2.5 Todavía soy pintora: En las tardes, Tulia asistía al
taller de pintura e iba recreando los pequeños príncipes
con espadas y las monstruosas madrastras y brujas de sus cuadernos. Ahora
ella experimentaba formatos mayores y pintaba con crayolas, carboncillos,
colores, acrílicos, y lápiz, sin reparo. A veces las técnicas
se mezclaban insólitamente y Tulia iba lentamente mostrándose
y afirmándose como pintora. La casa de Cachivache organizaba periódicamente
una semana de puertas abiertas, donde se exponían los trabajos
realizados en los talleres. Tulia sobresalía cada vez, como la
más productiva en el taller de pintura. Había pintado a
“Federico”, el coordinador del programa, a la profesora de
pintura, “Cecilia con muletas”, porque se había fracturado
una pierna, a un locutor deportivo de televisión, al que llamó
“señor Gol”, “Una pareja” y “Unos
pollitos”. En esta segunda exposición de puertas abiertas,
algunos periodistas visitaron la casa y entrevistaron a la directora del
proyecto. A los pocos días, salió en la prensa un conjunto
de fotos de los cuadros de Tulia y unas palabras sobre el Proyecto Cachivache.
Cuando leí la nota, tuve el impulso de cortarla y llevársela
a Tulia. Una vez llegué a la casa de Cachivache, la busqué
y le comenté que había salido un artículo en el periódico
sobre la exposición y antes de poder hacerle algún comentario,
ella me interrumpió diciendo: “Se adelantaron Rosario, han
debido esperar que yo me muera. Yo todavía soy pintora” (Sanabria
1995: 19). Tulia pensaba que se habían adelantado, argumentando
aún estar viva, probablemente porque se referían a ella
a través de la escritura. Como si la escritura tuviera relación
con la muerte. Nos recordaba que la escritura fija y por esto se podría
decir, “eterniza”, lo que ya incluye una idea de muerte. Además
porque lo que ha sido fijado, presenta una suerte de resistencia a la
transformación, idea también cercana a la muerte. Adicionalmente,
estas ideas contrastaban con la vitalidad con que ella se expresaba oralmente,
y más aun cuando hacía su reclamo diciendo que aun estaba
viva, acudiendo a la práctica pictórica. Ella había
dicho “todavía soy pintora”. Resultaba relevante el
hecho de nombrarse como pintora, no solo por la convicción con
que ella se identificaba con el oficio, sino también porque la
pintura representaba una opción de ser para ella, y de ser en vida.
En este aspecto la pintura y la oralidad se mostraban similares, ellas
eran vida, en la medida en que eran siempre una nueva y única versión.

REGISTROS EXTRAÍDOS:

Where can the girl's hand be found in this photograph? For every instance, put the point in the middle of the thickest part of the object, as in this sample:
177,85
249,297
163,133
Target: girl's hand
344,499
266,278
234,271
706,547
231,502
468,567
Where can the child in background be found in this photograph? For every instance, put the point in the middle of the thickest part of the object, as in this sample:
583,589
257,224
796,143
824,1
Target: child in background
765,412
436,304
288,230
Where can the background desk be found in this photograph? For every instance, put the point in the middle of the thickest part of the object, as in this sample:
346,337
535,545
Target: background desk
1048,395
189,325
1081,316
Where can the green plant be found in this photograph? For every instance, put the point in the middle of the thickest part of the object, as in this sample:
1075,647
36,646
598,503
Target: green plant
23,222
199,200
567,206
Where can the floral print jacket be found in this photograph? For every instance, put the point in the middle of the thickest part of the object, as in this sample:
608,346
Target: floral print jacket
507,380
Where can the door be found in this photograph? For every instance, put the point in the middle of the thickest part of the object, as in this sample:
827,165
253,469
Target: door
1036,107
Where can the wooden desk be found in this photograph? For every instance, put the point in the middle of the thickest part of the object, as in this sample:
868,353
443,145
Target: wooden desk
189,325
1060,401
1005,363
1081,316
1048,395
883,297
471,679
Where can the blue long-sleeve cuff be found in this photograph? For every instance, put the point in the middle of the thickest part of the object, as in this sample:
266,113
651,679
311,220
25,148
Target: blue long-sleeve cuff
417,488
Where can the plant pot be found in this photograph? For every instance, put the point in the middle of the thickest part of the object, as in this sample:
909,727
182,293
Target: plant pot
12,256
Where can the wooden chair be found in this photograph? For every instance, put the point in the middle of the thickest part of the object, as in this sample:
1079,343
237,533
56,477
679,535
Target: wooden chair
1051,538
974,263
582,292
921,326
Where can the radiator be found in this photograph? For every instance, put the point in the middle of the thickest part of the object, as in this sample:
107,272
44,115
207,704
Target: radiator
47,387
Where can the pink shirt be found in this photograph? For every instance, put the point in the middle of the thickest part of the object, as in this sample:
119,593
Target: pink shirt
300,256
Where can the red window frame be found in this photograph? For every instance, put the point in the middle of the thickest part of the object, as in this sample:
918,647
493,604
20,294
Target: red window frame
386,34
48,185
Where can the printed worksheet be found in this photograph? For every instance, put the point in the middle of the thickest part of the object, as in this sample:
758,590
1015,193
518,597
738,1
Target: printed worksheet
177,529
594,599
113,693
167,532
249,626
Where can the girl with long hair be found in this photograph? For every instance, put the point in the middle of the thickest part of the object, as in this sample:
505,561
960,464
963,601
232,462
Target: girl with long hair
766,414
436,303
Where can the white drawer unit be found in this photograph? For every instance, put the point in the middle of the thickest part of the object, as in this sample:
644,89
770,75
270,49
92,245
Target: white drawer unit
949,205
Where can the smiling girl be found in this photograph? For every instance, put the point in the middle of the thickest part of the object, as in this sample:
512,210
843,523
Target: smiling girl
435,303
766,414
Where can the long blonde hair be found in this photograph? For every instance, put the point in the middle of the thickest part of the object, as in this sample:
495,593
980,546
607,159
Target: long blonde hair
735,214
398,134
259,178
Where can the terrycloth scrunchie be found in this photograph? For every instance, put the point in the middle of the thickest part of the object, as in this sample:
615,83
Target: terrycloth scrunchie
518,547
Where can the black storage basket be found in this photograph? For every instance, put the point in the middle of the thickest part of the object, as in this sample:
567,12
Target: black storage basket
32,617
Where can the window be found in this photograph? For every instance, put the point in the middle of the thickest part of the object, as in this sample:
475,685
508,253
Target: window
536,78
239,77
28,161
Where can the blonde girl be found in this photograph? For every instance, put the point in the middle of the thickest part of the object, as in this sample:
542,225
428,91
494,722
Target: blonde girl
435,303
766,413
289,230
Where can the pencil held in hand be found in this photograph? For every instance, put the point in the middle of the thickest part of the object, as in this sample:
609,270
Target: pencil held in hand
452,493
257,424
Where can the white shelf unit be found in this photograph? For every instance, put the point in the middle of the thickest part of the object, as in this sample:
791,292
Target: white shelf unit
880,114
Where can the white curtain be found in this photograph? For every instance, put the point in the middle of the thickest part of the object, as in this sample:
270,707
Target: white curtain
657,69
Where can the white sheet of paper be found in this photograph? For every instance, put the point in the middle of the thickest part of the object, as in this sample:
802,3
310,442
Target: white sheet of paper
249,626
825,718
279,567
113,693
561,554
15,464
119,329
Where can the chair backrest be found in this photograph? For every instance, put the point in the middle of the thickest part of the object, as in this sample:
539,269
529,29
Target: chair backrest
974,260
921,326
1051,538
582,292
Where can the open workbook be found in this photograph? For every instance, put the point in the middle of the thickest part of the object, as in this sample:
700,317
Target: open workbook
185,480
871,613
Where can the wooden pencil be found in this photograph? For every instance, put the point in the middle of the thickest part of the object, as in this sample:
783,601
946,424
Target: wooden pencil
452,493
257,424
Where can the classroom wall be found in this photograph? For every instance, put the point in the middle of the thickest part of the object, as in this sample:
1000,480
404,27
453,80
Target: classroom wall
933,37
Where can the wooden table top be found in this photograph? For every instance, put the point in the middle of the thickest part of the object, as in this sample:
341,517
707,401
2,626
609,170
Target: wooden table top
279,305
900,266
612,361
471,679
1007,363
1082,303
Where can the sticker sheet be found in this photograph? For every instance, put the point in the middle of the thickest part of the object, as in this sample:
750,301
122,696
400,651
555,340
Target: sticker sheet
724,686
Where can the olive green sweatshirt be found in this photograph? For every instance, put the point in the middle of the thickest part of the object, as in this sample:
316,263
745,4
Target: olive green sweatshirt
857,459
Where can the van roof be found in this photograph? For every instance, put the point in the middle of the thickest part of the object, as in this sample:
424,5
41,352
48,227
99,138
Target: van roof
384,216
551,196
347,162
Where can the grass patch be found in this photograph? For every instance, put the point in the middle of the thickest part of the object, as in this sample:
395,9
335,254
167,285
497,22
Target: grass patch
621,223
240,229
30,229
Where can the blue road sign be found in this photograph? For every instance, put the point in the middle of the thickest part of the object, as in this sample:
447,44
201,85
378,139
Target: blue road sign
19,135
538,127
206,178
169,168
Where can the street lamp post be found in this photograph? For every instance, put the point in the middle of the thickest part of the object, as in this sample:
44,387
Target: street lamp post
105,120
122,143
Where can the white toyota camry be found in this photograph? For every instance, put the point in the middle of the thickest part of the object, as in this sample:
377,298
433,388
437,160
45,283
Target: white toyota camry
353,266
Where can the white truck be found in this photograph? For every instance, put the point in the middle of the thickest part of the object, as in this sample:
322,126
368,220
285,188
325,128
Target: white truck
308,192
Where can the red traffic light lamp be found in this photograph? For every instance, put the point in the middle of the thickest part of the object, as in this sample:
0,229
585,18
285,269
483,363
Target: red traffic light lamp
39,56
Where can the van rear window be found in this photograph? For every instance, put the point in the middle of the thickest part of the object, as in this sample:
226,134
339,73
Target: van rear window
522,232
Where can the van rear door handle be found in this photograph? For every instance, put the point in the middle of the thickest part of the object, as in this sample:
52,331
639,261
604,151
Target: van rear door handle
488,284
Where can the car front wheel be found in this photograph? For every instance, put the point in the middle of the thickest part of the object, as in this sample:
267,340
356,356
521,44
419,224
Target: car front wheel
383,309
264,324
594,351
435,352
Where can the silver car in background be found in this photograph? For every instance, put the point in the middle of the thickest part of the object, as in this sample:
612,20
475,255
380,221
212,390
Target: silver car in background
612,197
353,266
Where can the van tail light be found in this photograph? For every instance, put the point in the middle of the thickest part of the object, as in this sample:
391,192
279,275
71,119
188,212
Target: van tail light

LAS TAREAS:
A) Enumera todos los materiales con los que pintaba Tulia según el texto sobre Tulia y la pintura.
B) Prosigue el texto sobre Tulia y la pintura a partir de su última oración.
Los registros no tienen relación con el texto.

RESPUESTAS POR TAREA:
A)
- Crayolas
- Carboncillos
- Colores
- Acrílicos
- Lápiz

B)
Por el contrario, la escritura alfabética fijaba, brindando la
opción de encontrar, cada vez, una misma versión; en un
cierto sentido, pues no podemos desconocer la renovación que vive
cada texto, en la siempre nueva lectura. Cuando Tulia pintaba los butacos
que vendía, cuando pintaba sus cuadros en el taller de pintura,
o cuando ilustraba las historias de animales en sus cuadernos, con frecuencia
iban surgiendo sus palabras en forma oral. Me hacía pensar que
pintar y expresarse oralmente hacían parte, en este caso, de una
especie de performancia, en donde estas vías de expresión
estaban integradas. Después de varios meses de práctica
en el taller de pintura, una actividad permanente de lectura y algunas
prácticas corporales, Tulia empezó un proceso de recreación
de su historia de vida, y su niñez se tornó tema de conversación
y de reflexión permanente. Ahora ella me buscaba más para
hablar y me interrumpía cuando estaba trabajando con otras personas.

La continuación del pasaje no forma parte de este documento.